The data below should be printed in full, exactly, and without any of its images.

## Data extract
•••

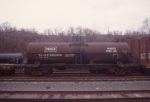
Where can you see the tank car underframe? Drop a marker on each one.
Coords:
(47, 69)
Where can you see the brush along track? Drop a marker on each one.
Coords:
(75, 77)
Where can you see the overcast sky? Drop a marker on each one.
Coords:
(99, 15)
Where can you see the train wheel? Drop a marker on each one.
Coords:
(118, 71)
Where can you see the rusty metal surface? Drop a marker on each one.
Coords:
(140, 49)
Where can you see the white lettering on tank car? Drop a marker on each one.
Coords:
(111, 50)
(45, 56)
(69, 55)
(143, 56)
(50, 49)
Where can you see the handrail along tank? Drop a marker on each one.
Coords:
(87, 53)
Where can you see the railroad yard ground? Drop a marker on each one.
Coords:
(75, 88)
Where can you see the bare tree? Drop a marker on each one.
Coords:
(146, 26)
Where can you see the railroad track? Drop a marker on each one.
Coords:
(75, 77)
(71, 96)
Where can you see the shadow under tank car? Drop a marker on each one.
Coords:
(102, 57)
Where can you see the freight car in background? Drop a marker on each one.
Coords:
(140, 49)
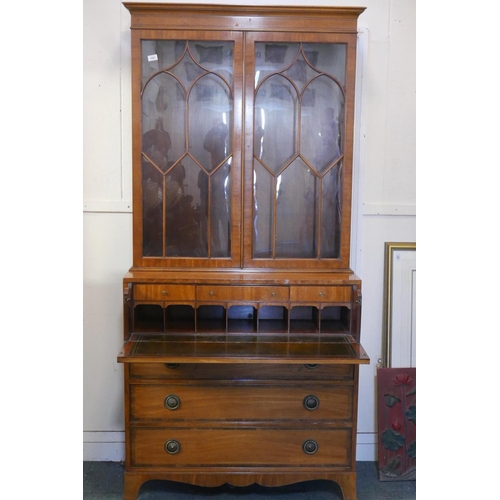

•••

## Expected answer
Where can you see the tank car underframe? Drop a marker on each one.
Coords:
(47, 69)
Where can you see the brush along track? Drop a marker on each one.
Coords:
(75, 77)
Where can you see the overcast sky? Drop a marker on each one.
Coords:
(99, 15)
Where can you see the train wheel? Drop a marker on each one.
Coords:
(118, 71)
Where can you see the rusty metal surface? Drop a marker on each one.
Coords:
(140, 49)
Where can you see the white lettering on tank car? Drop a marker on each one.
Coords:
(111, 50)
(45, 56)
(69, 55)
(143, 56)
(50, 49)
Where can you see the handrail along tank? Drop a marker on each one.
Coords:
(87, 53)
Where can you see the railroad yard ground? Drop a marker on each one.
Coords:
(75, 88)
Where can you see the bare tree? Drop a marker on each one.
Coords:
(146, 26)
Where can you see the railroad track? Drop a marker on each one.
Coords:
(75, 77)
(71, 96)
Where can you see the shadow under tank car? Drop a marker on each one.
Coords:
(102, 57)
Where can you see the freight car in background? Drop a marker on each one.
Coords:
(140, 49)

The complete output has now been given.